━━━━━ Supplied information

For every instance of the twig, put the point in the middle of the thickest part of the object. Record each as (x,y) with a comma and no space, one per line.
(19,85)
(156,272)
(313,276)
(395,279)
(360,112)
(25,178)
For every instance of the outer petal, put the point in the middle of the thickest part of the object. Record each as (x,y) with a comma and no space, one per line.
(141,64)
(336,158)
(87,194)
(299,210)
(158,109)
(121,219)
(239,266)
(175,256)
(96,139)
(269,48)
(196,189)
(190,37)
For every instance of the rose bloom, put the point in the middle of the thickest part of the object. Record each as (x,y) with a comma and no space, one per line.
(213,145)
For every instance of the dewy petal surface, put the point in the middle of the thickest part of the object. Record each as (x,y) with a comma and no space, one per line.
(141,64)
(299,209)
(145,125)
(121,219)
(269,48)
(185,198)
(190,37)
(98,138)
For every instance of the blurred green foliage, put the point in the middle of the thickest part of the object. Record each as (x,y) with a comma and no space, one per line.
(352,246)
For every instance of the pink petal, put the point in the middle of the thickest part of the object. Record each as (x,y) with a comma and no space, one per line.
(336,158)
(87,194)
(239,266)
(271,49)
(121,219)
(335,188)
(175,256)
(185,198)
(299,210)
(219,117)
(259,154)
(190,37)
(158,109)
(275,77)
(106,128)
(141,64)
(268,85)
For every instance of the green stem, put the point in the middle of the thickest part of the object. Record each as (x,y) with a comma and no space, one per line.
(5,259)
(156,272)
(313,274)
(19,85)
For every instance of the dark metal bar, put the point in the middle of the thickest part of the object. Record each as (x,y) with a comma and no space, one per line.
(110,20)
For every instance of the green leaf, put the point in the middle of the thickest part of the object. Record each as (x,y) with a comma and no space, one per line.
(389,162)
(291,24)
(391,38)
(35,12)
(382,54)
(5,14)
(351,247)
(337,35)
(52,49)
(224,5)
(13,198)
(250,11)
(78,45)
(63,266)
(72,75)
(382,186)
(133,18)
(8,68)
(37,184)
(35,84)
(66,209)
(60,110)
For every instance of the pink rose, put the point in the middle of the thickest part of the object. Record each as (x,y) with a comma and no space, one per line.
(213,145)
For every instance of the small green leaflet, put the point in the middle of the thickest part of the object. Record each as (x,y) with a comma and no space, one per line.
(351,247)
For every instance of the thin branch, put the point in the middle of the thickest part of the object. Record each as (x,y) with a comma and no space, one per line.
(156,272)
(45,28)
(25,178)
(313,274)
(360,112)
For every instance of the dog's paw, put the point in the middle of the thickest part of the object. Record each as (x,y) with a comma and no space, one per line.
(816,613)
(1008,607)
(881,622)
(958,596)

━━━━━━━━━━

Work instructions - Reproduce all the material above with every "thickest part" replaced by "widest section", leaving everything else unchanged.

Response for this exercise -
For every instance of the twig, put the point in the middle of the widest section of the object. Record each as (x,y) with a comma and no space, one per line.
(19,85)
(156,272)
(313,276)
(395,279)
(360,112)
(25,178)
For every instance of the outer petal, put the point in the middle of the widest section of the object. Record each as (x,y) with a comma and no space, one per line.
(141,64)
(336,158)
(87,194)
(299,210)
(158,109)
(121,219)
(239,266)
(175,256)
(96,139)
(269,48)
(196,189)
(190,37)
For every instance of the rose bloom, put the point in the middle of the widest section of the object. Record each as (x,y) with a comma and no space, one per line.
(213,145)
For every instance of the dewy petal surface, put the point in the middle of the widest section of the object. Record each as (x,y) with a comma and no space, one per line.
(141,64)
(299,209)
(145,125)
(121,219)
(269,48)
(185,198)
(190,37)
(98,138)
For every instance of the blurred green foliage, put the point in the middle of the widest section of the object. Record each as (x,y) with a comma and no space, one per line.
(352,246)
For every instance of the pink petal, put the point in the middle of the widest section of the object. Record each as (x,y) with a comma and no space, one per line.
(336,158)
(87,194)
(239,266)
(271,49)
(121,219)
(335,188)
(175,256)
(185,198)
(299,210)
(219,117)
(259,154)
(190,37)
(158,109)
(275,77)
(106,128)
(141,64)
(268,85)
For every instance of the green stem, put the point in the middle of the widest section of the object. Record each as (x,y) with a comma and no space, one per line.
(5,259)
(156,272)
(313,274)
(19,85)
For every instance of the dark metal bar, put the point in the middle of the widest section of the object. Record each as (x,y) with a comma and no space, one per line.
(110,20)
For every instance of the green leaf, put the point in the middle of the widest section of the object. Record each as (x,y) with a comma and no space, one per line.
(389,162)
(291,24)
(391,38)
(35,12)
(382,54)
(5,14)
(351,247)
(337,35)
(52,49)
(224,5)
(13,198)
(250,11)
(78,45)
(63,266)
(72,75)
(382,186)
(133,18)
(8,68)
(37,184)
(35,84)
(66,209)
(60,110)
For every instance of the pink rose, put the point in the middle of the widest section of the object. Record each as (x,y) with a comma and no space, one per line.
(213,145)
For every instance of the small green leaflet, put the point in the middle of the widest section of the object. Record each as (x,y) with a comma and no space, one per line.
(351,247)
For every instance of the thin branch, put the point in the middle of the widest section of the object. Record each as (x,y) with a comma and no space, one per line.
(156,272)
(45,28)
(25,178)
(313,274)
(360,112)
For every instance of the dog's paw, put the point in the middle of the widest section of the object. Record each as (x,y) with a comma and no space, one per line.
(816,613)
(1008,607)
(881,622)
(958,596)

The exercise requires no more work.